■ Written problem ■
Provide the records once more, identical to the original.

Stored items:
▬▬▬▬▬▬
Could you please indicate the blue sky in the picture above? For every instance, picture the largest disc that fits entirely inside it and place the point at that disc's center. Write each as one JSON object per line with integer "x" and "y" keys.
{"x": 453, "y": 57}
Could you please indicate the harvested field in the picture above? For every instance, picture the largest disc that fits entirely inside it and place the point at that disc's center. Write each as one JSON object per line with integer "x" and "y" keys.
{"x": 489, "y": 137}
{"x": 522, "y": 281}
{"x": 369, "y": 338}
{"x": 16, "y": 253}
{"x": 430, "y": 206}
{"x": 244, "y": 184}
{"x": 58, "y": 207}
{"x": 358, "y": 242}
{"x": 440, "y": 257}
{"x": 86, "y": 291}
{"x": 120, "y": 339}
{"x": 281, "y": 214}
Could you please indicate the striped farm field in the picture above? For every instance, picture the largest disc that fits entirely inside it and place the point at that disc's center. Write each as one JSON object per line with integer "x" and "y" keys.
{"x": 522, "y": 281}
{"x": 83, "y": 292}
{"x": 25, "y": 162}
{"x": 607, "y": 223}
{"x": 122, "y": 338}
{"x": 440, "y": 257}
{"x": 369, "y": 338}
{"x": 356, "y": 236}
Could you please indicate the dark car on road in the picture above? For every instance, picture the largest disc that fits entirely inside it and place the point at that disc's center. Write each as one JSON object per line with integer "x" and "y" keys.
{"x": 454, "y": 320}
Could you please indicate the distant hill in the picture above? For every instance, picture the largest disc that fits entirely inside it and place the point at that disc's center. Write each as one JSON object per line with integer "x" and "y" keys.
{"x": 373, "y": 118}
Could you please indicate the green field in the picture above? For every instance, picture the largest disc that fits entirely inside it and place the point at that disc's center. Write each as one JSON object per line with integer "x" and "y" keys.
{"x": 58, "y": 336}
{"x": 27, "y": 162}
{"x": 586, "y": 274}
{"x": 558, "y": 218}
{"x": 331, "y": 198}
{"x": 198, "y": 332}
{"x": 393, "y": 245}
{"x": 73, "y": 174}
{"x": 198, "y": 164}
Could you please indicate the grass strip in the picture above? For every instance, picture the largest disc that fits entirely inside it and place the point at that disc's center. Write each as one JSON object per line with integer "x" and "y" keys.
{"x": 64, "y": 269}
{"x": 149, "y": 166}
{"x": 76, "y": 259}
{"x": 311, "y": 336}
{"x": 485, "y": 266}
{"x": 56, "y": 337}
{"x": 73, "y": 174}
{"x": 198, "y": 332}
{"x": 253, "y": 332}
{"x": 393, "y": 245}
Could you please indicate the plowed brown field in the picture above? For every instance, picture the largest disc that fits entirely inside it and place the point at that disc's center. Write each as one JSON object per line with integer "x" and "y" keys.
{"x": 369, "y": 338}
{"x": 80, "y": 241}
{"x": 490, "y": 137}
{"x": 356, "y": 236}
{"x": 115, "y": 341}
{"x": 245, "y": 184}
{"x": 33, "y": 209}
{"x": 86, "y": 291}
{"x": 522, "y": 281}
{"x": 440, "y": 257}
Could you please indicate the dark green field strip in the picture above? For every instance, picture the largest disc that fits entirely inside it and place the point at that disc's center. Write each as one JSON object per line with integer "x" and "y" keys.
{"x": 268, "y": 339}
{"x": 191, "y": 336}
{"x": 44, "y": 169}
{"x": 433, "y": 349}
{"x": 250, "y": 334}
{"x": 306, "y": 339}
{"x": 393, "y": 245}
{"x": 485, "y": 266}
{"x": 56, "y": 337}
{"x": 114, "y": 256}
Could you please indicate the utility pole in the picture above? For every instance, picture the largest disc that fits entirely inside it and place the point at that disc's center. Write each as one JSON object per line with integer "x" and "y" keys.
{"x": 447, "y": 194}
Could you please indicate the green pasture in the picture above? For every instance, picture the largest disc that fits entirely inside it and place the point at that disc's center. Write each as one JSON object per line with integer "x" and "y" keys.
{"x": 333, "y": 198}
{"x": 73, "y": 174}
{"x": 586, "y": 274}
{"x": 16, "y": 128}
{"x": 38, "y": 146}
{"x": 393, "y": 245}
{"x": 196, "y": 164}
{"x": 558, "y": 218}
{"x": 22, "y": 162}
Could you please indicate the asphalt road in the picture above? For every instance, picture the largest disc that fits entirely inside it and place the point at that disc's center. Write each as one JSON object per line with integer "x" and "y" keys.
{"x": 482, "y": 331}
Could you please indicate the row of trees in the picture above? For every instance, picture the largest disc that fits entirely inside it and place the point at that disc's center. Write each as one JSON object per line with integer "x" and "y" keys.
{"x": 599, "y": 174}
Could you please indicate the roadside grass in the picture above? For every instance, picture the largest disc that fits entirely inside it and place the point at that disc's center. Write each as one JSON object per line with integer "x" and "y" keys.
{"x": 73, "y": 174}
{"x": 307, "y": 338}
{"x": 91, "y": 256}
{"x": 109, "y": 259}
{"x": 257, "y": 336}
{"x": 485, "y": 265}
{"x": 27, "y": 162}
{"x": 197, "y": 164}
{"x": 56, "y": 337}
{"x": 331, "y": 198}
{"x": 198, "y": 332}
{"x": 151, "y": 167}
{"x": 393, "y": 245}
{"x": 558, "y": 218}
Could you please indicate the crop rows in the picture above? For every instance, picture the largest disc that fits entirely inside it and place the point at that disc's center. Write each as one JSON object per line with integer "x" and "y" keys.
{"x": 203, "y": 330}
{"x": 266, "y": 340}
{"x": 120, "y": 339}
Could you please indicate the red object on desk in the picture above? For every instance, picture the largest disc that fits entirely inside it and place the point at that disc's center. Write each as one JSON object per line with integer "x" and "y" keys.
▬▬▬▬▬▬
■ Task result ■
Could you please indicate the blue sky in the picture above? For every instance, picture the largest disc that fits entirely inside it and place the point at that disc's center. Write each as one JSON object per line with integer "x" and "y" keys.
{"x": 453, "y": 57}
Could you please indicate the harvested field in the picture above? For every instance, picture the largest disc that fits entirely inside it and place the point at that disc's center. Write each as one JSON object per line with integer "x" and "y" keys.
{"x": 489, "y": 137}
{"x": 522, "y": 281}
{"x": 369, "y": 338}
{"x": 16, "y": 253}
{"x": 430, "y": 206}
{"x": 244, "y": 184}
{"x": 58, "y": 207}
{"x": 358, "y": 242}
{"x": 440, "y": 257}
{"x": 86, "y": 291}
{"x": 120, "y": 339}
{"x": 281, "y": 214}
Could you please indicate the striped farm field in the picture above? For every instance, picture the largest disc that fits entirely inside it and place the point at that disc's center. Write each as one JSON object per line with integer "x" and "y" keys.
{"x": 522, "y": 281}
{"x": 83, "y": 292}
{"x": 25, "y": 162}
{"x": 607, "y": 223}
{"x": 122, "y": 338}
{"x": 440, "y": 257}
{"x": 369, "y": 338}
{"x": 356, "y": 236}
Could you please indicate the dark car on road in the picture above? For every instance, picture the largest disc that fits entirely inside it and place the point at that disc's center. Write each as one JSON object per line with integer "x" and "y" keys.
{"x": 454, "y": 320}
Could you please indicate the distant hill in the picture above? For every instance, picture the largest disc that fits entirely inside it and place the point at that disc's center. Write each as one JSON object per line with integer "x" and "y" keys.
{"x": 373, "y": 118}
Could you please indicate the green field in the picture above? For every instance, picture the largest disc that fits entirely inside it and place the point at that disc's center. Write each as one JSON object per line with integer "x" and "y" keys.
{"x": 58, "y": 336}
{"x": 27, "y": 162}
{"x": 586, "y": 274}
{"x": 558, "y": 218}
{"x": 331, "y": 198}
{"x": 198, "y": 332}
{"x": 393, "y": 245}
{"x": 73, "y": 174}
{"x": 198, "y": 164}
Could you please indicate the grass strip in the picture above? For every instance, picture the largest disc that fits entirely inside it and place the point at that disc's center. Write each as one JSON object per line with integer "x" and "y" keys.
{"x": 64, "y": 269}
{"x": 149, "y": 166}
{"x": 76, "y": 259}
{"x": 311, "y": 336}
{"x": 485, "y": 266}
{"x": 56, "y": 337}
{"x": 73, "y": 174}
{"x": 198, "y": 332}
{"x": 253, "y": 332}
{"x": 393, "y": 245}
Could you please indicate the plowed brown field in the picture above? For every instance, picture the largest disc that fits entirely inside it and place the point at that disc's center. Write each as one JSON object per line with integer "x" and "y" keys.
{"x": 369, "y": 338}
{"x": 80, "y": 241}
{"x": 490, "y": 137}
{"x": 356, "y": 236}
{"x": 115, "y": 341}
{"x": 245, "y": 184}
{"x": 33, "y": 209}
{"x": 86, "y": 291}
{"x": 522, "y": 281}
{"x": 440, "y": 257}
Could you please indicate the dark green field strip in the picture above? For every instance, picture the largest disc that fits entirely inside it and place the point at that disc's center. Write each as one JSON object per line with integer "x" and "y" keys.
{"x": 268, "y": 339}
{"x": 191, "y": 336}
{"x": 44, "y": 169}
{"x": 433, "y": 349}
{"x": 250, "y": 334}
{"x": 306, "y": 339}
{"x": 393, "y": 245}
{"x": 485, "y": 266}
{"x": 56, "y": 337}
{"x": 114, "y": 256}
Could you please indicate the utility pole in the picture above? For every instance, picture the largest disc that fits entirely inside it and place the point at that disc's center. Write each as one JSON object per line with integer "x" and "y" keys.
{"x": 447, "y": 194}
Could you please indicate the green pasture in the picture above? For every instance, picture the largest disc that fits entirely inside it and place the point at that disc's center. Write each as one JSON object per line with integer "x" and "y" keys.
{"x": 333, "y": 198}
{"x": 73, "y": 174}
{"x": 586, "y": 274}
{"x": 16, "y": 128}
{"x": 38, "y": 146}
{"x": 393, "y": 245}
{"x": 196, "y": 164}
{"x": 558, "y": 218}
{"x": 22, "y": 162}
Could you please indicate the asphalt road in the picture above? For every instance, picture the largest disc that fits entirely inside it and place the point at that disc's center. Write each as one JSON object per line with integer "x" and "y" keys.
{"x": 482, "y": 331}
Could you please indicate the row of trees in the picture above? For every instance, picture the largest disc that fits entirely inside it and place the point at that disc's center. Write each as one JSON object per line with integer "x" and "y" keys.
{"x": 599, "y": 174}
Could you please indicate the roadside grass in the picture above? For every instance, picture the largest disc that fits entirely inside it and place the point at that disc's center. Write each as one JSON object per line with integer "x" and "y" keys.
{"x": 73, "y": 174}
{"x": 307, "y": 338}
{"x": 91, "y": 256}
{"x": 109, "y": 259}
{"x": 257, "y": 336}
{"x": 485, "y": 265}
{"x": 27, "y": 162}
{"x": 197, "y": 164}
{"x": 56, "y": 337}
{"x": 331, "y": 198}
{"x": 198, "y": 332}
{"x": 151, "y": 167}
{"x": 393, "y": 245}
{"x": 558, "y": 218}
Could you please indicate the crop rows in the picture above? For every instance, picture the largest disc that fits entirely inside it and place the point at that disc's center. Write each as one JSON object per line with integer "x" and "y" keys.
{"x": 203, "y": 330}
{"x": 266, "y": 340}
{"x": 120, "y": 339}
Could you please indicate the red object on desk in the picture above? For every instance, picture the largest disc that fits entirely inside it and place the point at that disc's center. Write each as one JSON object per line with integer "x" and "y" keys.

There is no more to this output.